Image data on named regions
— begin —
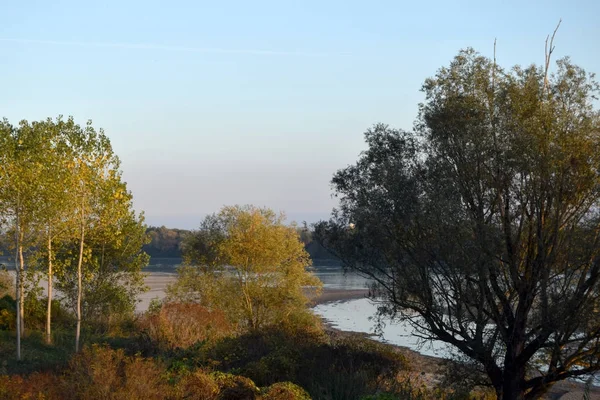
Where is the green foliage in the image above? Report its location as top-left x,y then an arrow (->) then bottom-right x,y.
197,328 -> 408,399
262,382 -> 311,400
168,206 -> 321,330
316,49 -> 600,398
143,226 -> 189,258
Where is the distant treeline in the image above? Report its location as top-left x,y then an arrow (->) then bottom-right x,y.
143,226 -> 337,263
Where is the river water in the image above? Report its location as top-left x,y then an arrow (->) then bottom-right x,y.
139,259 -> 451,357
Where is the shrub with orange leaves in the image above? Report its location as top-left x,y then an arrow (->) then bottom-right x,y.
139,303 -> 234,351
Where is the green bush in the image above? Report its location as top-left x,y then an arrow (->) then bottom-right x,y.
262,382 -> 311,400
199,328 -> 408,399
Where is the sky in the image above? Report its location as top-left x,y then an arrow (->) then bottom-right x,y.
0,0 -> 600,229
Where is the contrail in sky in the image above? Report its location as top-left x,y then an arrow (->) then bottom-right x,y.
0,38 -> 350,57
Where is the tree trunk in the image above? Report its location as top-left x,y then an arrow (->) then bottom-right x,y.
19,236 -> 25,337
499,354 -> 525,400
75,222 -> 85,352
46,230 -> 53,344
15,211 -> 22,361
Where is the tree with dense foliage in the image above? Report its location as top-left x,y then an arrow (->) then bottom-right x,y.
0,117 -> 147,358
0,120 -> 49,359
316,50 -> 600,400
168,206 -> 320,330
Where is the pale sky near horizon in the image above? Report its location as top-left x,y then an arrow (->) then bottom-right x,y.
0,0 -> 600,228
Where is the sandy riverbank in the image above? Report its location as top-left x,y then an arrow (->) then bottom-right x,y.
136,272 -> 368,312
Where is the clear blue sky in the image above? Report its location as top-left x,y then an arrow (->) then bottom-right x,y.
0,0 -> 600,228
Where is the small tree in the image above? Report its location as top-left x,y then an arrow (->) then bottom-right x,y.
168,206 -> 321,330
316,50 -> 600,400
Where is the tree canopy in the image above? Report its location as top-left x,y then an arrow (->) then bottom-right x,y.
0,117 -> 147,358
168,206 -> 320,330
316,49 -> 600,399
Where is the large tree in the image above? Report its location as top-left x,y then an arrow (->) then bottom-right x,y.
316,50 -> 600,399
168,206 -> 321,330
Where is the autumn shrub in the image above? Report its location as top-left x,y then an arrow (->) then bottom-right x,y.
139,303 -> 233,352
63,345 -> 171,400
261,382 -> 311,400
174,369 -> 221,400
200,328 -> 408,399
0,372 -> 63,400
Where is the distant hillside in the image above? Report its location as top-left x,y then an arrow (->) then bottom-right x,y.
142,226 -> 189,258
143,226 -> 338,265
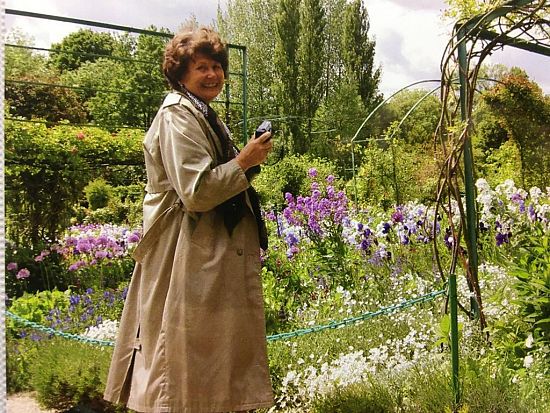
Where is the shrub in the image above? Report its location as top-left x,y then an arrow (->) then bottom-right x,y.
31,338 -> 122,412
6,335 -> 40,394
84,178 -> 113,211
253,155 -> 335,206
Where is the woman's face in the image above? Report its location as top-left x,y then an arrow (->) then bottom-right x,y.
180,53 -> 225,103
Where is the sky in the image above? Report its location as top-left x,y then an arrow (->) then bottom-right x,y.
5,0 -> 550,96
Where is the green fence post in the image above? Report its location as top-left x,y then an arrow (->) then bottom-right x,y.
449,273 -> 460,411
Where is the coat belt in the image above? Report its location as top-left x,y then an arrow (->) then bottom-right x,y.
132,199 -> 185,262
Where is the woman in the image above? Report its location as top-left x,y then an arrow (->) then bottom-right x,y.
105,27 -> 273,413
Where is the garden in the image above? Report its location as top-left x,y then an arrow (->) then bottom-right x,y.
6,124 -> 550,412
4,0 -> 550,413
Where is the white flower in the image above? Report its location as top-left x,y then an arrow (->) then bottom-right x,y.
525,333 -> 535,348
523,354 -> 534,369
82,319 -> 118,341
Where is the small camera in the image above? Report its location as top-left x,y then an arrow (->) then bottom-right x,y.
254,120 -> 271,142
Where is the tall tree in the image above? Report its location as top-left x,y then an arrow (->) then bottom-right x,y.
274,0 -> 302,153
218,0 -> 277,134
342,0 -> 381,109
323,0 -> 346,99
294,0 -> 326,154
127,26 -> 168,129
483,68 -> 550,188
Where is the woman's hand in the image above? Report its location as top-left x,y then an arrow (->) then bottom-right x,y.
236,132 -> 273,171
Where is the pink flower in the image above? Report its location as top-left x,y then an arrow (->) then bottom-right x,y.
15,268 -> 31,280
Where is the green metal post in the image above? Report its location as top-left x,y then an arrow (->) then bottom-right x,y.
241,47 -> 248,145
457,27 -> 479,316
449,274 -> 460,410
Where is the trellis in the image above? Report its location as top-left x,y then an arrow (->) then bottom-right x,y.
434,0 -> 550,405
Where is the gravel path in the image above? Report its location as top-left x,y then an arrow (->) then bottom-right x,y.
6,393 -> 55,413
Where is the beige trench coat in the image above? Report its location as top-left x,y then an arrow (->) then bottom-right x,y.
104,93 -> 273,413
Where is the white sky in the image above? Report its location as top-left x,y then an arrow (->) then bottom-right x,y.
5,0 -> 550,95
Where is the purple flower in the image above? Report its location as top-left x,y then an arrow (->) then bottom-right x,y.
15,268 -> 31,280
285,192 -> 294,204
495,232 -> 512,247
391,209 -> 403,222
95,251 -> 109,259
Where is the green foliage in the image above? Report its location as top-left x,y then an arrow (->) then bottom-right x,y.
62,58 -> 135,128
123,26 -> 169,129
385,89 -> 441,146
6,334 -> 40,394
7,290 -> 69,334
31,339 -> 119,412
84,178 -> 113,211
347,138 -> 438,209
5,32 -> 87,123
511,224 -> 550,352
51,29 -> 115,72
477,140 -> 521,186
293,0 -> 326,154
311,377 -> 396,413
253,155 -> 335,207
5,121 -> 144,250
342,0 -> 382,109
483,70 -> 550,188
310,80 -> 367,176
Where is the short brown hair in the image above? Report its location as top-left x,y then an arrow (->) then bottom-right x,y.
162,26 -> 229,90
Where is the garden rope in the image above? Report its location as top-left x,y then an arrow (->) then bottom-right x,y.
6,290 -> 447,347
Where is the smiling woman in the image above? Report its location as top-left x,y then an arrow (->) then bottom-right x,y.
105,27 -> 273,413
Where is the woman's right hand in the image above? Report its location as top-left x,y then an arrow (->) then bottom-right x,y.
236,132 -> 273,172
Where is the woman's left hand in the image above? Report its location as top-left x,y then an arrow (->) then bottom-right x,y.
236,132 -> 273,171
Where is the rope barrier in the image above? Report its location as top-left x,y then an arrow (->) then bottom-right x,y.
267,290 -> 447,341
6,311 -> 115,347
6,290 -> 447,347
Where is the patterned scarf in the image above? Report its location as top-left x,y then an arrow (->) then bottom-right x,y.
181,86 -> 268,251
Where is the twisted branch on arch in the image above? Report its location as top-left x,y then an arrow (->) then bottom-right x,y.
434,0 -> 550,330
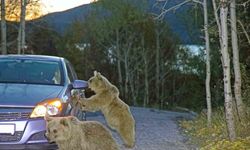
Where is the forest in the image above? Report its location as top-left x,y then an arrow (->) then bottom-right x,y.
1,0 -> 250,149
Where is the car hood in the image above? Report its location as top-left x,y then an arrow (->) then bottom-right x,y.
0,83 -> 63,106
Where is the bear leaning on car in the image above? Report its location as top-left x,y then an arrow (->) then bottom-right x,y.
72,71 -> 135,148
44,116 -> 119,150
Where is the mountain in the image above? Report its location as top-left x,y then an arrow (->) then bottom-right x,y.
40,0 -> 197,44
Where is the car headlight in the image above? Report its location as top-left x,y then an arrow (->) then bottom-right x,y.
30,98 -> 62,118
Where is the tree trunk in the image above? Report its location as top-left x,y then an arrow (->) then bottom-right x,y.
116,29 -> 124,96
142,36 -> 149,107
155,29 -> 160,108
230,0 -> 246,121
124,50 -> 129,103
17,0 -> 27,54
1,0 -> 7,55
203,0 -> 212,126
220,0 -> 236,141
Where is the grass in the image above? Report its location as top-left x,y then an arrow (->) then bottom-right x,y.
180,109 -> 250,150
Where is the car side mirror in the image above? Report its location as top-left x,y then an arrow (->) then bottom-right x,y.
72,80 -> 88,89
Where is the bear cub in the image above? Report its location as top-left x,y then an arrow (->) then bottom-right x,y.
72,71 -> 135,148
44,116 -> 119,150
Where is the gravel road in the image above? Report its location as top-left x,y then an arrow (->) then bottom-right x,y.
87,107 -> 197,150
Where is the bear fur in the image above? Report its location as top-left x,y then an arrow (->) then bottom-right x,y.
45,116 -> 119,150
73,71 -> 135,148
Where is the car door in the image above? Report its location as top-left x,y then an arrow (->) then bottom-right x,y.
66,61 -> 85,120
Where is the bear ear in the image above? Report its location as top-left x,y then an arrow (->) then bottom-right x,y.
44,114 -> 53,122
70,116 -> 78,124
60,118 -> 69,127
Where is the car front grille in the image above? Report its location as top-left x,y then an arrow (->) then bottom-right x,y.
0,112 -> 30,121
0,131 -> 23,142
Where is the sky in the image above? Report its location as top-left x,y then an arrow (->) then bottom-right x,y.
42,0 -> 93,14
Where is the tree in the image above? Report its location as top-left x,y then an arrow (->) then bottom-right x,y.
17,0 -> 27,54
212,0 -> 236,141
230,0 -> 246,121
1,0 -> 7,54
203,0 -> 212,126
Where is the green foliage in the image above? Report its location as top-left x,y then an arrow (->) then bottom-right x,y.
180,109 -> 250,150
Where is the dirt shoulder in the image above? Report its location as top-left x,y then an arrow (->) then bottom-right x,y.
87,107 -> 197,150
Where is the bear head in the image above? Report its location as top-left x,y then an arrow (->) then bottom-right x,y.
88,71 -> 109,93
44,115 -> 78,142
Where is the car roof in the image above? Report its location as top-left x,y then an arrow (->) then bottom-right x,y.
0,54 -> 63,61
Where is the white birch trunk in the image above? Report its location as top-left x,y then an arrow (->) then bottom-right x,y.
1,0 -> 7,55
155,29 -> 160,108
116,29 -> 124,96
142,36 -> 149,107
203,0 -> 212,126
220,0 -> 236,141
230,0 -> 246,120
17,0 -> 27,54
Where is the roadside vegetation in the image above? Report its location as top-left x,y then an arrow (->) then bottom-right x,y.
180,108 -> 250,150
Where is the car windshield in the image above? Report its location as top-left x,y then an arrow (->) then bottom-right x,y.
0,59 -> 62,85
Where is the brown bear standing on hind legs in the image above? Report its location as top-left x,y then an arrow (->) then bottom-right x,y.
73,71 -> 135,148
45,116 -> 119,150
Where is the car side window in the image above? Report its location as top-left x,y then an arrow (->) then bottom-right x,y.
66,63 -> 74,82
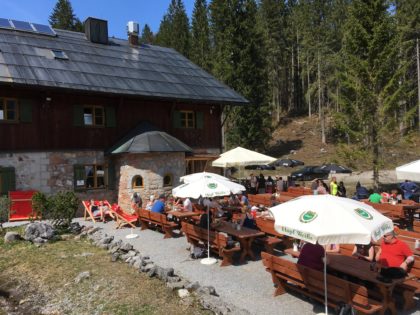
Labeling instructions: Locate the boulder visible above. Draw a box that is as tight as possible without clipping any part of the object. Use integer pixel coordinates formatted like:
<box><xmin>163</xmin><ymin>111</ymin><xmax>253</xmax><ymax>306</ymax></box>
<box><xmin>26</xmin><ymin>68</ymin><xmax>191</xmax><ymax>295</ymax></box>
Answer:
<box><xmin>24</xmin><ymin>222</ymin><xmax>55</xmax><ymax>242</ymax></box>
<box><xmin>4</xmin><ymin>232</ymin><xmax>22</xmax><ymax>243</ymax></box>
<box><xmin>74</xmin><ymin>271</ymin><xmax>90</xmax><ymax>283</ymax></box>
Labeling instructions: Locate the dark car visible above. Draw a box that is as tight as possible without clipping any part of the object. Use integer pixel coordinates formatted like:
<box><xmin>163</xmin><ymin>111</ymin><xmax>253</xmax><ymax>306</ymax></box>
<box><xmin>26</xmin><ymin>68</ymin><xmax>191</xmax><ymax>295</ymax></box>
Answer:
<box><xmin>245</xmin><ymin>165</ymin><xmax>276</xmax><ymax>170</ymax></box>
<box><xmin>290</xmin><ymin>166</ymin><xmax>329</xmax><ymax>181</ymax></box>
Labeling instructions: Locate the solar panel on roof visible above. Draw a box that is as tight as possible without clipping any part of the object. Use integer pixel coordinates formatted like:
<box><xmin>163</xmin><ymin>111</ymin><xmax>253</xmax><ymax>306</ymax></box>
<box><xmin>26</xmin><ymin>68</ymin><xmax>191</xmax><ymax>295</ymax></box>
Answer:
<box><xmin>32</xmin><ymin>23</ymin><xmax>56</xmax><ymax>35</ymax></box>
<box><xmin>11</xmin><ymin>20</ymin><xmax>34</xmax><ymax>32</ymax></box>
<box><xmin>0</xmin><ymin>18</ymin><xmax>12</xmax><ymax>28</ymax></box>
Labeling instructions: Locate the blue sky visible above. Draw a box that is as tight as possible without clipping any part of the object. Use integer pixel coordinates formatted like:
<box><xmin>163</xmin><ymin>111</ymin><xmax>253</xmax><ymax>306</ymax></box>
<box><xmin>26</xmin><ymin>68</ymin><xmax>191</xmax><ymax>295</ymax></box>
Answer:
— end —
What is required: Repeat the lines above exactly, from the line containing "Where is the autumn" through the line containing "253,155 -> 335,206", including both of those lines, and leave the pictures out of your answer.

Response for this exercise:
Where is the autumn shrub in the image above? Report its location as top-left x,y then an arrow (->) then bottom-right x,y.
139,303 -> 233,352
63,345 -> 171,400
261,382 -> 311,400
174,369 -> 221,400
200,328 -> 408,399
0,372 -> 63,400
Where is the distant hillside in the image above? Report its location as top-left x,y then an arrow (->) then bottom-right x,y.
142,226 -> 189,258
143,226 -> 338,265
Where is the shrub in the image above? Report its location as top-left x,y then an arrow (->) then bottom-right x,y.
31,338 -> 122,412
6,335 -> 40,394
84,178 -> 113,211
253,155 -> 335,206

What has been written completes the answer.